Former Tourism officer, Government of India, Roma Nongpyiur and her husband Harsh Singh have also been keen supporters of OCU and attended cleaning drives and tree-plantation programmes.
This time the team also planted saplings along the banks of the Umkaliar river after the cleaning drive. OCU has planted trees at Lum Shillong and in and round the JN Sports Complex in the past. Team Jiva is looking after the trees – watering them in the winter months and providing bamboo fences around the trees to ensure that what is planted survives.
Recently a team called Invest India met with the OCU team to think of ways and means of creating public awareness; bringing about behavioral change and also providing materials that can help in easing the cleaning up process such as nettings across the Umkaliar river to restrict the garbage to each Dorbar and ensure that the particular Dorbar cleans up the garbage every second day or enforce strict regulations on their residents since the Umkaliar flows through many localities and Dorbars.

=======

» **PROBLEMS AND TASKS**
A – Copy word for word the part of the Umkaliar river cleanup passage that begins at the words "Former Tourism officer, Government" and stops after the words "is planted survives.".
B – According to the Umkaliar river cleanup passage, where did OCU plant trees in the past?
C – Sum up the Umkaliar river cleanup passage in two sentences.

» **DATA**

=======

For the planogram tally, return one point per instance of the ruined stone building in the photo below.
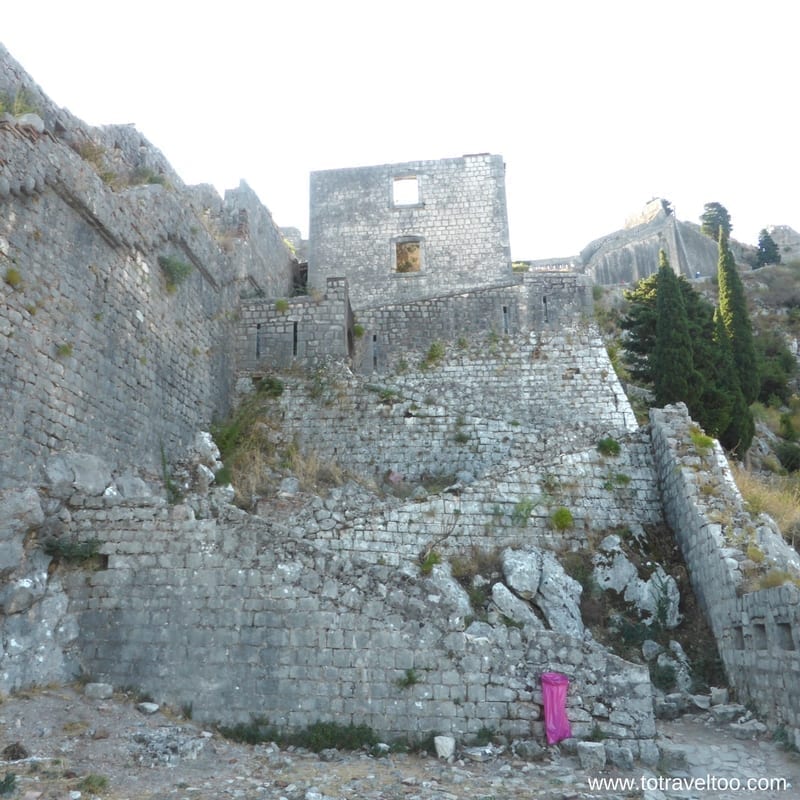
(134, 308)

=======

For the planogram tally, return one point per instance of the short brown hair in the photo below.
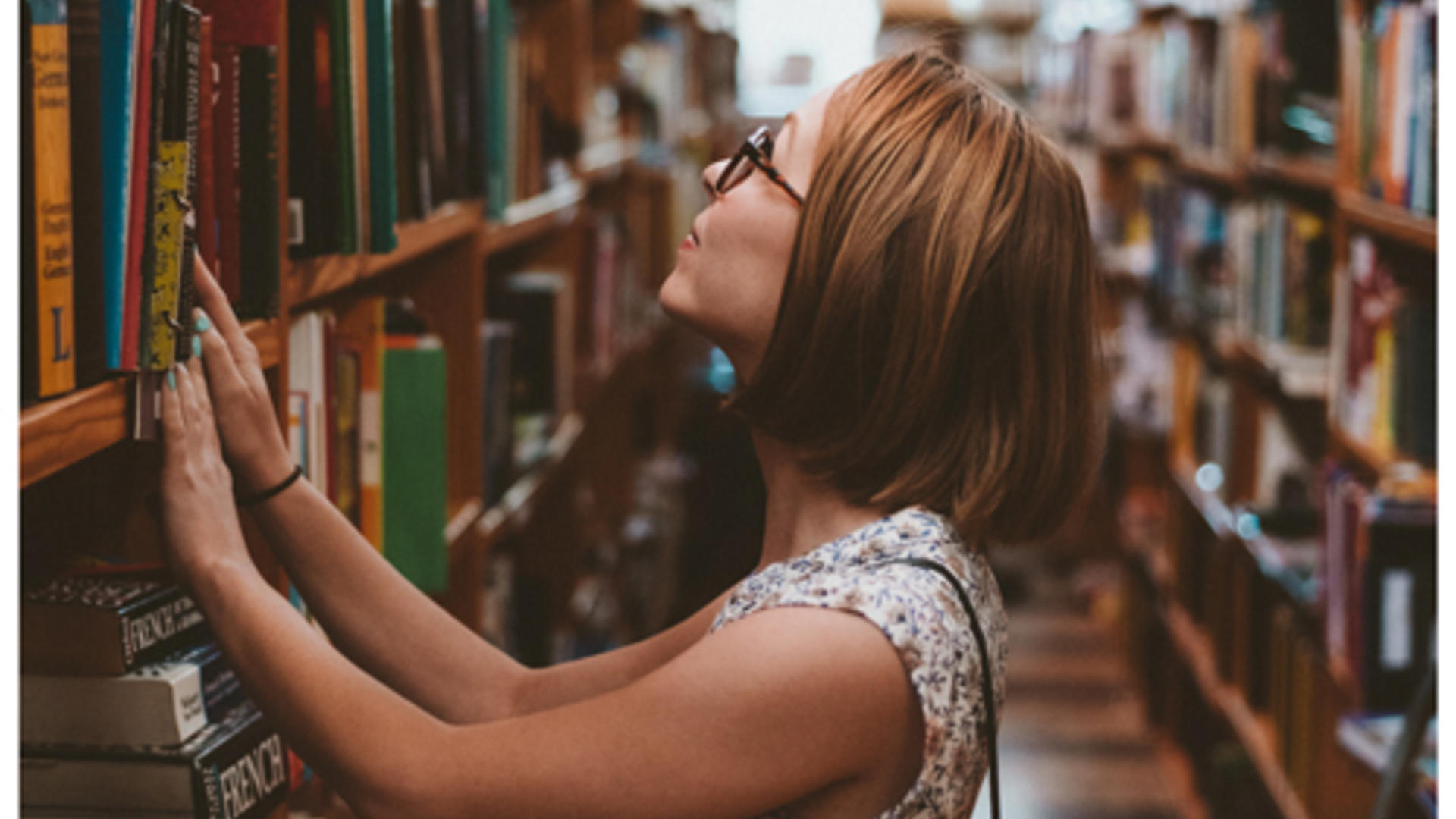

=======

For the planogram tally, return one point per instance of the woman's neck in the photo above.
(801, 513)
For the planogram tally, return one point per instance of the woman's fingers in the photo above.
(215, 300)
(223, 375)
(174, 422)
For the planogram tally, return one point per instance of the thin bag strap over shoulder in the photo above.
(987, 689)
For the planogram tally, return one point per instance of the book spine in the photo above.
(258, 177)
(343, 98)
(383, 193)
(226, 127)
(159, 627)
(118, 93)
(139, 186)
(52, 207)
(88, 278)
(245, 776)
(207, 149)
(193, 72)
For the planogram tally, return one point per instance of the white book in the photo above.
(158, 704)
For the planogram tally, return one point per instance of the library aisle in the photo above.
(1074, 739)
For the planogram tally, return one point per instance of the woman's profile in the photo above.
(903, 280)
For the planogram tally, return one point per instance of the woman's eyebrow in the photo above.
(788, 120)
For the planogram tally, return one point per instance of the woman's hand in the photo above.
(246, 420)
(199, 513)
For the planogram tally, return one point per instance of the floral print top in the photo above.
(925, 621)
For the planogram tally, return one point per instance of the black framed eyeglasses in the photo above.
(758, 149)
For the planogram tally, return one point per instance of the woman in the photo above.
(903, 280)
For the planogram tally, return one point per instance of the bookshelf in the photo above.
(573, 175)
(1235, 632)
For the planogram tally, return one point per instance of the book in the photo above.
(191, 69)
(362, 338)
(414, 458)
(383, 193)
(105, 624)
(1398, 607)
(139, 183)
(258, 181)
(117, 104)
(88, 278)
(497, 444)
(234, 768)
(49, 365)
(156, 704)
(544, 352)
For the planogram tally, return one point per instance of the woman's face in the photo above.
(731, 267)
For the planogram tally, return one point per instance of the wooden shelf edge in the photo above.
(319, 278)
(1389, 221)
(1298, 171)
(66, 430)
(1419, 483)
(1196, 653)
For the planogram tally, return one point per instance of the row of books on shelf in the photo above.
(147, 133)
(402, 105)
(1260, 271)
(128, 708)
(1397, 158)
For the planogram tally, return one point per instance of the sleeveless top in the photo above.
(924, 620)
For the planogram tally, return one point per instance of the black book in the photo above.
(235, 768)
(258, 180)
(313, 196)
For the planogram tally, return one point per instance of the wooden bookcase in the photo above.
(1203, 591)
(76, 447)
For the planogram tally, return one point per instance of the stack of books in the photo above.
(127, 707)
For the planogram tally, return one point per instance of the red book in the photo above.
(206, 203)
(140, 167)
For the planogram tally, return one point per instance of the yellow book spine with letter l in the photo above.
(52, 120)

=======

» **ANSWERS GIVEN**
A –
Former Tourism officer, Government of India, Roma Nongpyiur and her husband Harsh Singh have also been keen supporters of OCU and attended cleaning drives and tree-plantation programmes.
This time the team also planted saplings along the banks of the Umkaliar river after the cleaning drive. OCU has planted trees at Lum Shillong and in and round the JN Sports Complex in the past. Team Jiva is looking after the trees – watering them in the winter months and providing bamboo fences around the trees to ensure that what is planted survives.

B – At Lum Shillong and in and around the JN Sports Complex.

C – After a cleaning drive, OCU planted saplings along the banks of the Umkaliar river, and Team Jiva looks after the trees by watering them in winter and putting bamboo fences around them. A team called Invest India met with OCU to think of ways to raise public awareness, bring about behavioral change, and provide materials such as nettings across the river so that each Dorbar cleans up its own garbage.